=== Requisito ===
Formate todas as linhas das entradas abaixo como uma lista numerada, sem as linhas em branco. Não inclua as imagens na resposta.

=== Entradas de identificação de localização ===
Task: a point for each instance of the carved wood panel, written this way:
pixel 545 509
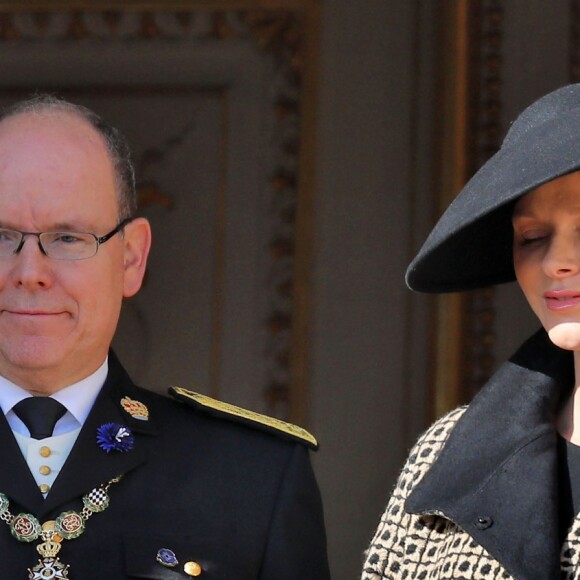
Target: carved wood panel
pixel 248 68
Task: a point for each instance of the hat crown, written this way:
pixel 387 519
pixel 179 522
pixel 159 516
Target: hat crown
pixel 543 111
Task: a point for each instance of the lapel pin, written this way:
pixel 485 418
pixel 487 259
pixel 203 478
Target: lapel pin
pixel 167 558
pixel 192 569
pixel 115 437
pixel 136 409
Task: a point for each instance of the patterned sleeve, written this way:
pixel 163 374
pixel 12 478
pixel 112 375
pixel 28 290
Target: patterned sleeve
pixel 386 554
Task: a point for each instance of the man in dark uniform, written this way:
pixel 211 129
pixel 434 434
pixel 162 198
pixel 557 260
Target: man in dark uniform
pixel 99 478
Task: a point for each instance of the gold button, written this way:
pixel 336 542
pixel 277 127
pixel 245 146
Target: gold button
pixel 192 569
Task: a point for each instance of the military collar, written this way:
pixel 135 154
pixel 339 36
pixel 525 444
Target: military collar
pixel 496 476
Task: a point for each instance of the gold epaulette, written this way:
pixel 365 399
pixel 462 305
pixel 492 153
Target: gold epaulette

=== Solução da tarefa ===
1. Task: a point for each instance of the carved wood panel, written this way:
2. pixel 545 509
3. Target: carved wood panel
4. pixel 248 68
5. Task: a point for each instance of the hat crown, written this way:
6. pixel 387 519
7. pixel 179 522
8. pixel 159 516
9. Target: hat crown
10. pixel 543 111
11. Task: a point for each instance of the lapel pin, written this way:
12. pixel 485 418
13. pixel 487 259
14. pixel 203 478
15. Target: lapel pin
16. pixel 167 558
17. pixel 192 569
18. pixel 115 437
19. pixel 136 409
20. Task: a point for each instance of the patterned sleeve, written this way:
21. pixel 163 374
22. pixel 12 478
23. pixel 112 375
24. pixel 28 290
25. Target: patterned sleeve
26. pixel 386 554
27. Task: a point for each instance of the man in dark uniform, written this way:
28. pixel 211 129
29. pixel 434 434
30. pixel 162 198
31. pixel 557 260
32. Target: man in dark uniform
33. pixel 99 478
34. Task: a point for each instance of the gold button, written this way:
35. pixel 336 542
36. pixel 277 127
37. pixel 245 146
38. Target: gold button
39. pixel 192 569
40. Task: a point for each instance of the military collar, written this way:
41. pixel 135 154
42. pixel 339 36
43. pixel 525 444
44. Target: military collar
45. pixel 496 476
46. Task: a point for each instance of the gold epaulette, written this way:
47. pixel 365 399
48. pixel 462 305
49. pixel 492 153
50. Target: gold epaulette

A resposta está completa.